:: Aim of the exercise ::
Locate every line in the items below that contains the string "woman" and copy each of those lines.

Region annotation items
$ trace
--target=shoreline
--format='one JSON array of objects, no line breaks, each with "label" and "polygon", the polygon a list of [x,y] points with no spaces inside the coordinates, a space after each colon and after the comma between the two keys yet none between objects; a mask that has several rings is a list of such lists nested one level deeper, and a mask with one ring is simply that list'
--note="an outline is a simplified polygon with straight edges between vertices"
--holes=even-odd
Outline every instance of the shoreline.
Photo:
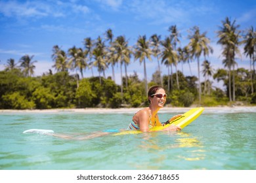
[{"label": "shoreline", "polygon": [[[160,113],[184,113],[195,107],[163,107],[159,110]],[[205,107],[204,113],[236,113],[236,112],[256,112],[256,107]],[[26,109],[12,110],[0,109],[0,114],[3,113],[58,113],[77,112],[85,114],[95,113],[135,113],[142,108],[53,108],[53,109]]]}]

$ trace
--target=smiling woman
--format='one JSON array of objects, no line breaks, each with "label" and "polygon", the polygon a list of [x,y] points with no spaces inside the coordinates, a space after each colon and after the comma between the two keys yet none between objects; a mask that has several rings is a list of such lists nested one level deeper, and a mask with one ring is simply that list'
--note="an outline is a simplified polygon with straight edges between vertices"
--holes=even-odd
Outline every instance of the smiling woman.
[{"label": "smiling woman", "polygon": [[[128,129],[140,130],[142,132],[148,132],[149,129],[154,126],[161,126],[158,115],[158,110],[163,107],[166,101],[167,95],[165,90],[154,86],[150,88],[148,92],[148,99],[150,103],[148,107],[142,108],[137,112],[133,118],[133,121],[129,125]],[[173,116],[170,120],[174,120],[180,115]],[[163,131],[177,131],[181,128],[177,126],[169,126]]]}]

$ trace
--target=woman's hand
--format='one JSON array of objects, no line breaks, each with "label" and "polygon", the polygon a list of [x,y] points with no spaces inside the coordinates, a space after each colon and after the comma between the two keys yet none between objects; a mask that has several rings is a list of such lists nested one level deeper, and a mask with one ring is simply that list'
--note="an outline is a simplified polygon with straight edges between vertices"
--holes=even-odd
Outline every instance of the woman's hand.
[{"label": "woman's hand", "polygon": [[175,119],[177,119],[177,118],[178,118],[179,117],[181,117],[181,116],[182,116],[182,114],[178,114],[178,115],[174,116],[173,116],[171,118],[170,118],[170,119],[169,120],[169,121],[171,122],[171,121],[173,121],[174,120],[175,120]]},{"label": "woman's hand", "polygon": [[170,125],[164,129],[163,131],[180,131],[181,130],[181,128],[179,126],[175,126],[175,125]]}]

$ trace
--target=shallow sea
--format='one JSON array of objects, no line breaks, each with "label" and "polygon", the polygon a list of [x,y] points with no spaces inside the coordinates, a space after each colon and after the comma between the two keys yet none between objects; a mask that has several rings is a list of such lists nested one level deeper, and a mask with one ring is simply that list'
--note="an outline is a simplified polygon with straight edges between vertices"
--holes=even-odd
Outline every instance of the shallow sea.
[{"label": "shallow sea", "polygon": [[[22,132],[47,129],[86,137],[125,128],[133,114],[3,112],[0,169],[255,170],[255,112],[205,110],[180,132],[111,133],[83,141]],[[159,116],[165,122],[178,114],[160,111]]]}]

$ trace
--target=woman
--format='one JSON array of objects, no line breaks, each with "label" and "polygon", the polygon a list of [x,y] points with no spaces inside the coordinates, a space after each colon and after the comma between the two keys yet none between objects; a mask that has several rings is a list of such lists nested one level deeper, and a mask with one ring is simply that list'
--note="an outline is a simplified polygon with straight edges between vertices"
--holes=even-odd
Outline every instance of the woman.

:: Answer to the exercise ::
--target=smiling woman
Outline every instance of the smiling woman.
[{"label": "smiling woman", "polygon": [[[128,129],[140,130],[142,132],[148,132],[149,129],[154,126],[161,126],[158,115],[158,110],[163,107],[166,101],[167,95],[165,90],[154,86],[150,88],[148,92],[148,99],[150,103],[148,107],[142,108],[137,112],[133,118],[133,121],[129,125]],[[173,116],[170,120],[174,120],[180,115]],[[163,131],[177,131],[181,128],[177,126],[169,126]]]}]
--target=woman's hand
Outline every instance of the woman's hand.
[{"label": "woman's hand", "polygon": [[175,119],[177,119],[177,118],[178,118],[179,117],[181,117],[181,116],[182,116],[182,114],[178,114],[178,115],[174,116],[173,116],[171,118],[170,118],[170,119],[169,120],[169,121],[171,122],[171,121],[173,121],[174,120],[175,120]]},{"label": "woman's hand", "polygon": [[170,125],[164,129],[163,131],[180,131],[181,130],[181,128],[179,126],[175,126],[175,125]]}]
--target=woman
Outline every instance of the woman.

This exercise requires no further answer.